§ **PROBLEM TO WORK ON**
Which lines of the listing below contain the string "appreciate"? Collect every one of them, treating uppercase and lowercase as different.

## START DATA EXTRACT

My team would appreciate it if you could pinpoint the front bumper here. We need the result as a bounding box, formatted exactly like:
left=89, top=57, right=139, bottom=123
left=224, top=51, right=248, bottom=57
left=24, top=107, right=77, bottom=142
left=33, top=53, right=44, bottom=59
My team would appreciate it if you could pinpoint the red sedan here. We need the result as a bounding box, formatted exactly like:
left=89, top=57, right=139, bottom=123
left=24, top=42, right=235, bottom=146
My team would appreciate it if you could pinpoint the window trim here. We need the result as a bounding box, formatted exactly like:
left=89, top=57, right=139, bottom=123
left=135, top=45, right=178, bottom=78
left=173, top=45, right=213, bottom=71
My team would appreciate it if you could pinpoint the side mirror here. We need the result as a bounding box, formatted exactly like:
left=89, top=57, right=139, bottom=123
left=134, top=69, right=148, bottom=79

## END DATA EXTRACT

§ **REPLY TO THE EXERCISE**
My team would appreciate it if you could pinpoint the front bumper here. We need the result as a bounding box, formatted exactly like:
My team would appreciate it if you could pinpoint the red sedan here. We need the result as a bounding box, formatted exactly like:
My team would appreciate it if you could pinpoint the window trim here. We need the result as a bounding box, formatted exactly like:
My team would appreciate it if you could pinpoint the side mirror here. We need the result as a bounding box, formatted exactly like:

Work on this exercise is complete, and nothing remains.